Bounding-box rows
--

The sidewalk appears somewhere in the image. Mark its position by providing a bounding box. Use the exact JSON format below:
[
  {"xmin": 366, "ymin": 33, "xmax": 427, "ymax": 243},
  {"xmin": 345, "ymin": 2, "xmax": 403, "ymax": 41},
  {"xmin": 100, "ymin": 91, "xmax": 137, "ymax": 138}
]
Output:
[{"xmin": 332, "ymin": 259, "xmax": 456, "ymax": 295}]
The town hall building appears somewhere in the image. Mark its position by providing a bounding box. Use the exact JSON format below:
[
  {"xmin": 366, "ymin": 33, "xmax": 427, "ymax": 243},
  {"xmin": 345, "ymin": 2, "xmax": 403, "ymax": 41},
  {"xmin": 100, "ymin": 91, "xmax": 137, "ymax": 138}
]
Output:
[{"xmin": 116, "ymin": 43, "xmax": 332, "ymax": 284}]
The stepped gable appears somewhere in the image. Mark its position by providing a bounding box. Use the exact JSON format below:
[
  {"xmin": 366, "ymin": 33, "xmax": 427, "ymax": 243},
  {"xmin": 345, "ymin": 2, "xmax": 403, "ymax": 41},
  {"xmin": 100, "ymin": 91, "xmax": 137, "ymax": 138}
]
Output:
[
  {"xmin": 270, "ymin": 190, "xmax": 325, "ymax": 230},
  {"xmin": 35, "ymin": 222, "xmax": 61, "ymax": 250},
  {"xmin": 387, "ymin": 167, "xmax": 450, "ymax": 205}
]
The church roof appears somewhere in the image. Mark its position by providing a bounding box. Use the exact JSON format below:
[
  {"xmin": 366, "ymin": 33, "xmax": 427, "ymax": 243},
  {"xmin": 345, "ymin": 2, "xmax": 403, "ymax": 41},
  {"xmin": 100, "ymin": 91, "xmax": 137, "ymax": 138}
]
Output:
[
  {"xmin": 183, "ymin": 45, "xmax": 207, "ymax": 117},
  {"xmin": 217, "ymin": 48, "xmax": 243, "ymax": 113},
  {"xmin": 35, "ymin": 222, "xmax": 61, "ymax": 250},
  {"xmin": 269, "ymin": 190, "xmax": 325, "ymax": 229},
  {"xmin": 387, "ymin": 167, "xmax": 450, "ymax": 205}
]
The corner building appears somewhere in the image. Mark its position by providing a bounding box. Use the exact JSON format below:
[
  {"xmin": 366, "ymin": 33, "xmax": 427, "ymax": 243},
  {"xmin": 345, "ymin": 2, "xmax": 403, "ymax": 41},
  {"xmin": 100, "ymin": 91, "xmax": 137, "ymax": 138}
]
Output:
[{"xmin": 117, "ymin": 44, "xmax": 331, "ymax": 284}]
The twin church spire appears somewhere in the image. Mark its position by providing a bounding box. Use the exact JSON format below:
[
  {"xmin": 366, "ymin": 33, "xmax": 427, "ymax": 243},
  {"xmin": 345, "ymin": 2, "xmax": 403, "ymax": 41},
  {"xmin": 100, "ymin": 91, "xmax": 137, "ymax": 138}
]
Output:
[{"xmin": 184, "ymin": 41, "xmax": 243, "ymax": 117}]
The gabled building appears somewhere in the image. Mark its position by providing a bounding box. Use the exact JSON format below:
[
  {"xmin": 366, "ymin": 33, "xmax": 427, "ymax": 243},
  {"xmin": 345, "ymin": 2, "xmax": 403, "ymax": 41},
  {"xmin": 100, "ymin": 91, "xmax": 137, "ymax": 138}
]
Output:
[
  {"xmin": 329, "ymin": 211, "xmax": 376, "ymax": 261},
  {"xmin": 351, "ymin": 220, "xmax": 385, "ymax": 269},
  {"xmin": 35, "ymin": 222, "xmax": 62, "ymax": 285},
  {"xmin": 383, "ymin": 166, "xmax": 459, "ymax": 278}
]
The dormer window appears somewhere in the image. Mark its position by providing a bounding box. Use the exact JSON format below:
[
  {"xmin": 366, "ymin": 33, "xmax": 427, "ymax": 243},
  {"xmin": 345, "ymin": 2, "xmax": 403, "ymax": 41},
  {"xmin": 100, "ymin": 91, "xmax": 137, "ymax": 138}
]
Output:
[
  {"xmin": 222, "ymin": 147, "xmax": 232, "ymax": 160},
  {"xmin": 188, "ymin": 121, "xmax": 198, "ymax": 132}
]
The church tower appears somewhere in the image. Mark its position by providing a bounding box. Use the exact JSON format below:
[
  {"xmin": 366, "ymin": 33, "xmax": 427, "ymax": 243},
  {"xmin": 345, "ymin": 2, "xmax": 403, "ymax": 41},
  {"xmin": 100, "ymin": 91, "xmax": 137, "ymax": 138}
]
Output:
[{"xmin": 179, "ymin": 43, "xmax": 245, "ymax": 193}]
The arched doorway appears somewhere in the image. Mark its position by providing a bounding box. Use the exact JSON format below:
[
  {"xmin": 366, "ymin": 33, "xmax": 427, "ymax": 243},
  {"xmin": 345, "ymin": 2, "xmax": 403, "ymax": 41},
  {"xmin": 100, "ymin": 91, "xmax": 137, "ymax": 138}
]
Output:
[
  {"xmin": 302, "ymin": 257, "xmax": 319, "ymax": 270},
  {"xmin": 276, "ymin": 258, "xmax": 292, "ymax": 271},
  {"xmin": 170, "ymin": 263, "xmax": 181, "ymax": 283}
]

--

== REQUIREMENTS ==
Copy all of the lines in the rows above word for word.

== ANSWER TO THIS TASK ==
The sidewalk appears somewhere in the image. Mark its position by providing a bounding box. Use the exact JSON format below:
[
  {"xmin": 366, "ymin": 33, "xmax": 427, "ymax": 243},
  {"xmin": 345, "ymin": 2, "xmax": 403, "ymax": 41},
  {"xmin": 100, "ymin": 91, "xmax": 137, "ymax": 138}
]
Output:
[{"xmin": 332, "ymin": 259, "xmax": 456, "ymax": 295}]
The town hall building appears somewhere in the image. Mark its position by providing a bounding box. Use the exact JSON format below:
[
  {"xmin": 366, "ymin": 33, "xmax": 427, "ymax": 243},
  {"xmin": 345, "ymin": 2, "xmax": 403, "ymax": 41},
  {"xmin": 100, "ymin": 91, "xmax": 137, "ymax": 138}
]
Output:
[{"xmin": 116, "ymin": 43, "xmax": 332, "ymax": 284}]
The stepped gable appears somewhere in the image. Mark its position by providing a bounding box. Use the exact JSON format below:
[
  {"xmin": 366, "ymin": 33, "xmax": 427, "ymax": 243},
  {"xmin": 345, "ymin": 2, "xmax": 403, "ymax": 41},
  {"xmin": 100, "ymin": 91, "xmax": 137, "ymax": 138}
]
Output:
[
  {"xmin": 270, "ymin": 190, "xmax": 325, "ymax": 230},
  {"xmin": 35, "ymin": 222, "xmax": 61, "ymax": 250},
  {"xmin": 387, "ymin": 167, "xmax": 450, "ymax": 205}
]
The church roof appears somewhere in the image. Mark its position by providing a bounding box. Use the exact JSON format below:
[
  {"xmin": 366, "ymin": 33, "xmax": 427, "ymax": 243},
  {"xmin": 345, "ymin": 2, "xmax": 403, "ymax": 41},
  {"xmin": 100, "ymin": 91, "xmax": 137, "ymax": 138}
]
Output:
[
  {"xmin": 183, "ymin": 45, "xmax": 207, "ymax": 117},
  {"xmin": 217, "ymin": 48, "xmax": 243, "ymax": 113},
  {"xmin": 35, "ymin": 222, "xmax": 61, "ymax": 250},
  {"xmin": 269, "ymin": 190, "xmax": 325, "ymax": 229},
  {"xmin": 387, "ymin": 167, "xmax": 450, "ymax": 205}
]
The corner building appears somewhere in the image. Mark its position by providing a bounding box. Use the exact JSON format below:
[
  {"xmin": 366, "ymin": 33, "xmax": 427, "ymax": 243},
  {"xmin": 345, "ymin": 2, "xmax": 403, "ymax": 41},
  {"xmin": 100, "ymin": 91, "xmax": 137, "ymax": 138}
]
Output:
[{"xmin": 117, "ymin": 44, "xmax": 331, "ymax": 284}]
The twin church spire appears somewhere in the image. Mark its position by providing a bounding box. Use the exact JSON format below:
[
  {"xmin": 366, "ymin": 33, "xmax": 427, "ymax": 243},
  {"xmin": 345, "ymin": 2, "xmax": 403, "ymax": 41},
  {"xmin": 100, "ymin": 91, "xmax": 137, "ymax": 138}
]
Output:
[{"xmin": 184, "ymin": 41, "xmax": 243, "ymax": 117}]
The gabled building appears somewhere in the image. Mark its position by providing a bounding box. Use the exact JSON format below:
[
  {"xmin": 366, "ymin": 33, "xmax": 427, "ymax": 243},
  {"xmin": 345, "ymin": 2, "xmax": 403, "ymax": 41},
  {"xmin": 100, "ymin": 91, "xmax": 137, "ymax": 138}
]
Output:
[
  {"xmin": 329, "ymin": 211, "xmax": 376, "ymax": 261},
  {"xmin": 351, "ymin": 220, "xmax": 385, "ymax": 269},
  {"xmin": 35, "ymin": 222, "xmax": 62, "ymax": 285},
  {"xmin": 383, "ymin": 166, "xmax": 459, "ymax": 278}
]
The dormer window appears somewhere in the image. Mark its position by providing a bounding box. Use the exact JSON format below:
[
  {"xmin": 366, "ymin": 33, "xmax": 427, "ymax": 243},
  {"xmin": 345, "ymin": 2, "xmax": 403, "ymax": 41},
  {"xmin": 100, "ymin": 91, "xmax": 137, "ymax": 138}
]
Output:
[
  {"xmin": 222, "ymin": 147, "xmax": 232, "ymax": 160},
  {"xmin": 188, "ymin": 121, "xmax": 198, "ymax": 132}
]
The church tower appears somewhere in the image. Mark its position by providing a bounding box. Use the exact JSON format below:
[
  {"xmin": 366, "ymin": 33, "xmax": 427, "ymax": 243},
  {"xmin": 345, "ymin": 2, "xmax": 403, "ymax": 41},
  {"xmin": 100, "ymin": 91, "xmax": 137, "ymax": 138}
]
Output:
[{"xmin": 179, "ymin": 43, "xmax": 245, "ymax": 193}]
The arched doorway appears somewhere in the image. Mark its position by providing a bounding box. Use the exact JSON format below:
[
  {"xmin": 366, "ymin": 33, "xmax": 427, "ymax": 243},
  {"xmin": 345, "ymin": 2, "xmax": 403, "ymax": 41},
  {"xmin": 100, "ymin": 91, "xmax": 137, "ymax": 138}
]
Output:
[
  {"xmin": 302, "ymin": 257, "xmax": 319, "ymax": 270},
  {"xmin": 276, "ymin": 258, "xmax": 292, "ymax": 271},
  {"xmin": 170, "ymin": 263, "xmax": 181, "ymax": 283}
]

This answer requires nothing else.